• _Task directions_
Rescale the listing below: copy out every line with its wording unchanged, but multiply each x and y coordinate in parentheses by 0.25 and round the result to a whole number, rounding halves up.

--- Start Record excerpts ---

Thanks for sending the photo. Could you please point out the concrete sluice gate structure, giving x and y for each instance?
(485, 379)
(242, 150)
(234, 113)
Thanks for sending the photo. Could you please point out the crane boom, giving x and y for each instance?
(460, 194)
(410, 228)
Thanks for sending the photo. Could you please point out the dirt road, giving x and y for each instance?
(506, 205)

--- End Record excerpts ---

• _Answer for the task_
Thanks for sending the photo. Could you please point out the concrete sluice gate structure, giving x and y for each instance?
(121, 95)
(61, 38)
(59, 28)
Thanks for sending the photo. Could you please point out the crane boom, giving x and y for each instance?
(115, 49)
(103, 57)
Thanks for sending the photo. Could you please point out the dirt road, giving x and y for each instance?
(127, 51)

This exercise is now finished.